Point labeling examples:

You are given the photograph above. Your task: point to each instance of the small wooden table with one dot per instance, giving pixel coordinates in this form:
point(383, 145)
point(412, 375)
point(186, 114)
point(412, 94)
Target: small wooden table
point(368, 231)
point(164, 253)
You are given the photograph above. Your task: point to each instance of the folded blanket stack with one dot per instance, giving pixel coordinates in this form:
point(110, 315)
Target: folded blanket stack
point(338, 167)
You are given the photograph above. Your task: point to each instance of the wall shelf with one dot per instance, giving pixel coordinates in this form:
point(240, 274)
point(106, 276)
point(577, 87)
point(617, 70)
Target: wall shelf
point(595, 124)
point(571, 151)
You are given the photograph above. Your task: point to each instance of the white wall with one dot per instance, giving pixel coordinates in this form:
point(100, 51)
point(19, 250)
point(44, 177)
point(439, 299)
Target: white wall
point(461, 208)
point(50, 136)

### YOUR TASK
Convert every line of the material above into a Markdown table with two columns, Row for the row number and Line for the line itself, and skip any blank lines.

### EXERCISE OUTPUT
| Row | Line |
|---|---|
| 1 | You are given the photograph above. Your task: point to each instance of the small wooden table with one dot per instance, giving pixel coordinates in this form: |
| 2 | point(383, 145) |
| 3 | point(412, 375) |
| 4 | point(186, 114) |
| 5 | point(412, 94) |
| 6 | Target: small wooden table |
| 7 | point(368, 231) |
| 8 | point(164, 253) |
| 9 | You are given the photograph above. Your task: point to each instance of the folded blanket stack with one dot per instance, giving pixel coordinates in this form: |
| 10 | point(110, 315) |
| 11 | Target: folded blanket stack |
| 12 | point(338, 167) |
| 13 | You are given the photograph above. Your task: point to each instance of the wall shelf with one dot per instance, giving pixel coordinates in this form: |
| 14 | point(240, 274) |
| 15 | point(106, 276) |
| 16 | point(577, 87) |
| 17 | point(617, 70) |
| 18 | Target: wall shelf |
| 19 | point(595, 124) |
| 20 | point(571, 151) |
| 21 | You are given the photograph above. Your task: point to each instance of the white wall with one dot per instance, giving pixel coordinates in this form: |
| 22 | point(100, 51) |
| 23 | point(19, 250) |
| 24 | point(44, 177) |
| 25 | point(439, 299) |
| 26 | Target: white wall |
| 27 | point(461, 208) |
| 28 | point(50, 136) |